• _OBJECTIF_
Poursuivez le texte consacré à Tombeau pour sept frères d'Amina Saïd en partant de sa dernière phrase.

• _EXTRAIT FOURNI_
##########

Tombeau pour sept frères, de Amina Saïd
Les Sept Dormants : «Entre le visible et l’invisible»
Par Cécile OUMHANI


Gens de la Caverne, les Ahl el Kahf de la 18e sourate du Coran où Sept Dormants d’Éphèse, persécutés par Dèce en 250 après J.-C., sont évoqués lors d’un pèlerinage réunissant chrétiens et musulmans qui fut initié en Bretagne au début des années 1950 par Louis Massignon.
On retrouve leur trace jusqu’en Finlande et en Chine, si grande a été la fascination suscitée par l’histoire de ces Jeunes Dormants, tirés de leur sommeil dans leur caverne après 309 années lunaires, dont Jacques de Voragine raconte qu’un maçon les découvrit en 418 après J.-C.
Avec Tombeau pour sept frères, Amina Saïd rend hommage aux Sept Dormants en choisissant une forme poétique qui prend ici un écho tout particulier. Si le tombeau poétique est un hommage traversé par une dialectique de l’absence et de la présence, destiner un tombeau aux Sept Dormants emmurés dans leur caverne, c’est aussi transmuer le lieu de leur réclusion en poème. Loin de la clameur d’un monde voué à la finitude, la poétesse restitue la trajectoire d’une quête symbolique et interpelle les habitants de la cité terrestre d’aujourd’hui, les invitant à interroger en eux l’énigme de toute chose. La caverne est ainsi érigée en lieu poétique, en refuge pour la méditation. Le poème devient la caverne des Sept Dormants, incarnant le lieu de leur parole. «Une nuit, nous nous glissâmes hors de la cité terrestre/fuyant la persécution, la mort et l’étroite prison du temps». Et le lecteur de fuir lui aussi, avec ce premier dit de Masilya, sa prison moderne vers une autre perception du monde et des choses en découvrant les huit voix qui se succèdent dans ce livre. Car huit voix parlent les unes après les autres, usant toutes d’un même pluriel, scandant un «nous» empreint d’une universalité qui transcende temps et espace.

##########

• _INFORMATIONS FOURNIES_
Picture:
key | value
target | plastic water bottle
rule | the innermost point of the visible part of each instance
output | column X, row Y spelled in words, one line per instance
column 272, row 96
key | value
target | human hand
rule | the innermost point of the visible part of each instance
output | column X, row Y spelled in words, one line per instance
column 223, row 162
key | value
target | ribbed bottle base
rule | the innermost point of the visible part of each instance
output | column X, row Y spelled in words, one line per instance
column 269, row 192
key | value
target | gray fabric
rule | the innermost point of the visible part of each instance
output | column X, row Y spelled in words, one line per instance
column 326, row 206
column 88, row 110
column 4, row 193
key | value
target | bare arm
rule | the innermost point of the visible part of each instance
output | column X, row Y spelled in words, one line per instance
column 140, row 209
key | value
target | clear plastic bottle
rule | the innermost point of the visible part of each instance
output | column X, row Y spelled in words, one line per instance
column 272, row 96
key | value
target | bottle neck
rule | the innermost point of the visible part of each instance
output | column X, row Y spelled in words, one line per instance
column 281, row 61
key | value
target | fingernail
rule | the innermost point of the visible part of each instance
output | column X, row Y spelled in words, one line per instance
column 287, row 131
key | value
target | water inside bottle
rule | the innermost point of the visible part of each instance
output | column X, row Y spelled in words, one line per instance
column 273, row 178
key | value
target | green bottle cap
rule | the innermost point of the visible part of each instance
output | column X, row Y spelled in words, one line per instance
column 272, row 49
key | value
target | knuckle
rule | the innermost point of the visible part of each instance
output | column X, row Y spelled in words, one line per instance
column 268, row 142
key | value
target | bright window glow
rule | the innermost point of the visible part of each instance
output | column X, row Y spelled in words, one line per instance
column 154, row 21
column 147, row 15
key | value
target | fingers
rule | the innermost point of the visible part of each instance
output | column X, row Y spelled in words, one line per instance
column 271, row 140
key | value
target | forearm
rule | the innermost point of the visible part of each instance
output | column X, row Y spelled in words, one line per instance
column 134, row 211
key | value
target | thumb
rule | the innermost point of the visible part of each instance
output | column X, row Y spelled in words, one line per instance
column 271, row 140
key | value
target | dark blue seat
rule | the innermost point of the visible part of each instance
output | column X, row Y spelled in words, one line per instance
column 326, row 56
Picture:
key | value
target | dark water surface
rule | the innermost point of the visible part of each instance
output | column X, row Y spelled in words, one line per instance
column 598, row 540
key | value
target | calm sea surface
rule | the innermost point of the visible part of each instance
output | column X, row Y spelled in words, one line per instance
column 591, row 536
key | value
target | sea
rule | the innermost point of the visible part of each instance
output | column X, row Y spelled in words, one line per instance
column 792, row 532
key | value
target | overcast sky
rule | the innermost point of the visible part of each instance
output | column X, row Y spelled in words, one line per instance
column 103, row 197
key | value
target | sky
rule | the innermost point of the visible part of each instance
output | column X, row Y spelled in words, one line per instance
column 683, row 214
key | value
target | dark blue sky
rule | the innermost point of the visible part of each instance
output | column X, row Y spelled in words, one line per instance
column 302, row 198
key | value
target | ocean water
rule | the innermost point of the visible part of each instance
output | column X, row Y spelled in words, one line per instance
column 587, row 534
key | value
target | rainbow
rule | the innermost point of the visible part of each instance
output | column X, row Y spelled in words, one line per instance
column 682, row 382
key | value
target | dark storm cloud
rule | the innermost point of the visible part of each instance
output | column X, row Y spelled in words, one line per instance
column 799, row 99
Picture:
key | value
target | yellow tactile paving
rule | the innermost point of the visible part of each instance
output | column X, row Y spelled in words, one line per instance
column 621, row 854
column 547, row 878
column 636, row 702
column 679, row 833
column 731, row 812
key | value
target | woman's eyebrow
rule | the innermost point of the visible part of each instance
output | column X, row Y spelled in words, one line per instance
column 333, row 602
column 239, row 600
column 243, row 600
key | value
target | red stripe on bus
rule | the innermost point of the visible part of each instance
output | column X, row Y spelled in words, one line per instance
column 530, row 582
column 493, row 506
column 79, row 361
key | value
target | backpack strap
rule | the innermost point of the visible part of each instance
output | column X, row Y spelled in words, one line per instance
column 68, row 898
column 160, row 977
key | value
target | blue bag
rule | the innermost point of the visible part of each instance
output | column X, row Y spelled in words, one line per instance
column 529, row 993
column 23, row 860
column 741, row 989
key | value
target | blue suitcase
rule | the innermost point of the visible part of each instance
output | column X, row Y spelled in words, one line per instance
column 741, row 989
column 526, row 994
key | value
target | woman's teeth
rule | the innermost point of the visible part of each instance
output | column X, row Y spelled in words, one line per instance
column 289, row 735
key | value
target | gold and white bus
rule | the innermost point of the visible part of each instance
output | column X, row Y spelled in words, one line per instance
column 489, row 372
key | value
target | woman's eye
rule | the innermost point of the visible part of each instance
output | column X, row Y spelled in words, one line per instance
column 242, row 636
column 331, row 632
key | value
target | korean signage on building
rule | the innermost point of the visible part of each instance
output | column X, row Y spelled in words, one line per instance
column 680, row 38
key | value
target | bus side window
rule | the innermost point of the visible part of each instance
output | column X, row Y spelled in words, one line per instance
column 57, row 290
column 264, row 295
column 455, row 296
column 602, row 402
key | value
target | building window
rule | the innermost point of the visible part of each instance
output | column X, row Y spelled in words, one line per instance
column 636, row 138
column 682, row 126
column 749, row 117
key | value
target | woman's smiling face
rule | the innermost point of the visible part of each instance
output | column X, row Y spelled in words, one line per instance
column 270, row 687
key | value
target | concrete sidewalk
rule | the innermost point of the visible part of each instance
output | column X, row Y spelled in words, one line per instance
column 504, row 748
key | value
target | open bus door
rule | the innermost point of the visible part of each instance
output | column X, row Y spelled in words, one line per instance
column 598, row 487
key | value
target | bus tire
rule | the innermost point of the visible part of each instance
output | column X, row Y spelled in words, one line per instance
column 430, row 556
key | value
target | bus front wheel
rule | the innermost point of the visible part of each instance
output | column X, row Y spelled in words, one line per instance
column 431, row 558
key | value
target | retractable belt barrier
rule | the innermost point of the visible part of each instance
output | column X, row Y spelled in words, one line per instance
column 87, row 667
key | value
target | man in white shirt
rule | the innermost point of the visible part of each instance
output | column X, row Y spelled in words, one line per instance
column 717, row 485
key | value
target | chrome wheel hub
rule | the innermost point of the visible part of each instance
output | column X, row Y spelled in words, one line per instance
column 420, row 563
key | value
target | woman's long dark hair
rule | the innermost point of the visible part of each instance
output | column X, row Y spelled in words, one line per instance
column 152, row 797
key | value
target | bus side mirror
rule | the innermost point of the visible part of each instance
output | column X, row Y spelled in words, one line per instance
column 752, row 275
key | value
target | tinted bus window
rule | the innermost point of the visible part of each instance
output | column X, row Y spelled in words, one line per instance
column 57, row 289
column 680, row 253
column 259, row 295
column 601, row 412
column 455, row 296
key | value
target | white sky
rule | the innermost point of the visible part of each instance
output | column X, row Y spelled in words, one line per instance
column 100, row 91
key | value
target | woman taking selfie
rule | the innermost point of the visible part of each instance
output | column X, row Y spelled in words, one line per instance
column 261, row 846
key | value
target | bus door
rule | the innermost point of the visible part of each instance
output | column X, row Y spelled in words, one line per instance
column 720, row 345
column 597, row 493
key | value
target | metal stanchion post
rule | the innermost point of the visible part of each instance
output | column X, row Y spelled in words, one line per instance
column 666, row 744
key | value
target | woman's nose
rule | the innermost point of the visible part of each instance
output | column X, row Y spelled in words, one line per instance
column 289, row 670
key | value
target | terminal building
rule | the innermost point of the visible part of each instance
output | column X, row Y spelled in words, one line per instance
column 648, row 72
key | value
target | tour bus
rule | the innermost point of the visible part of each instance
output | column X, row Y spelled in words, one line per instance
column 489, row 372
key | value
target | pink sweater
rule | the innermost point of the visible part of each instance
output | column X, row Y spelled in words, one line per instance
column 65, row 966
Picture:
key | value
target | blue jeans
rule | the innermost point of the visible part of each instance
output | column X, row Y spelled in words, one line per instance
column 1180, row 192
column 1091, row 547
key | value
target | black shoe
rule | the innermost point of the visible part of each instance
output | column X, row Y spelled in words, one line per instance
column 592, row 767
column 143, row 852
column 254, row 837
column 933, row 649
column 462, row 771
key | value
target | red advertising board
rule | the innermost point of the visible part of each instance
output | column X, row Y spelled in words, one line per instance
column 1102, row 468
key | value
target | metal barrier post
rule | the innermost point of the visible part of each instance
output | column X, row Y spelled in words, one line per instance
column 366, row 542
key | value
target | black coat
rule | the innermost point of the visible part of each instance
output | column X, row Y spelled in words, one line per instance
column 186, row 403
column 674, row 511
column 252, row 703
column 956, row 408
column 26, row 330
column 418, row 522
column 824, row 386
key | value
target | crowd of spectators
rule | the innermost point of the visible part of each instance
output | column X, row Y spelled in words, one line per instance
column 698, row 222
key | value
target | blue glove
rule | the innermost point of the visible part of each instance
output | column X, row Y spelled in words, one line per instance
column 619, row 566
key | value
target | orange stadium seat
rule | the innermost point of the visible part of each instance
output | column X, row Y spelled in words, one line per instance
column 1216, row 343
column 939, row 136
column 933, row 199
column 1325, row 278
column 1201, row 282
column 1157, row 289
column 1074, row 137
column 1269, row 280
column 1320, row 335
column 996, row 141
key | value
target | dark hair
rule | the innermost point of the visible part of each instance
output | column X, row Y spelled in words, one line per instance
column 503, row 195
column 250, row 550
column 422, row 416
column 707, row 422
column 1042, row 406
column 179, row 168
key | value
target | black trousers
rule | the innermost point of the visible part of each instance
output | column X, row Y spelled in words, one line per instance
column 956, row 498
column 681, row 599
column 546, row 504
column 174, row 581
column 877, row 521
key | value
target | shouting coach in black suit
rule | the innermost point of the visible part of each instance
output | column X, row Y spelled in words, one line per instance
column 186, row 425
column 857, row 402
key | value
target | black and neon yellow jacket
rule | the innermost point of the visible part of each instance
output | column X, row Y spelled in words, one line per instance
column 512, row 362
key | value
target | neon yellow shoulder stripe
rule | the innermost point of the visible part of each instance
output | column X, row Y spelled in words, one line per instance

##########

• _RÉPONSE AU PROBLÈME_
La caverne pour méditer

Au-delà des couleurs du monde, leurs regards se préparent à une autre dimension de l’être et du monde : «. Les étoiles de cieux plus lumineux/que nos cieux scintilleront derrière nos paupières de chair». Car c’est l’intériorité à laquelle nous invite ce tombeau, celle où s’estompe toute séparation. C’est à la recherche de cet envers des choses que nous convient les Sept Dormants, un envers baigné d’une autre lumière, dont les parois sont précieuses comme la pierre philosophale ou la montagne du Qâf. Maksilmina évoque ainsi ce dont s’éclaira pour eux l’intérieur de la caverne : «Les éboulis ébauchaient les
nuages d’un ciel nouveau/les récifs contournés de rivages vierges/ des reflets d’astres frémissaient sur d’imaginaires étendues d’eau». Nombre d’images de
miroir et de reflet rappellent constamment le lecteur vers un prisme où il ne se sent pas étranger mais est au contraire invité à chercher, toujours plus loin.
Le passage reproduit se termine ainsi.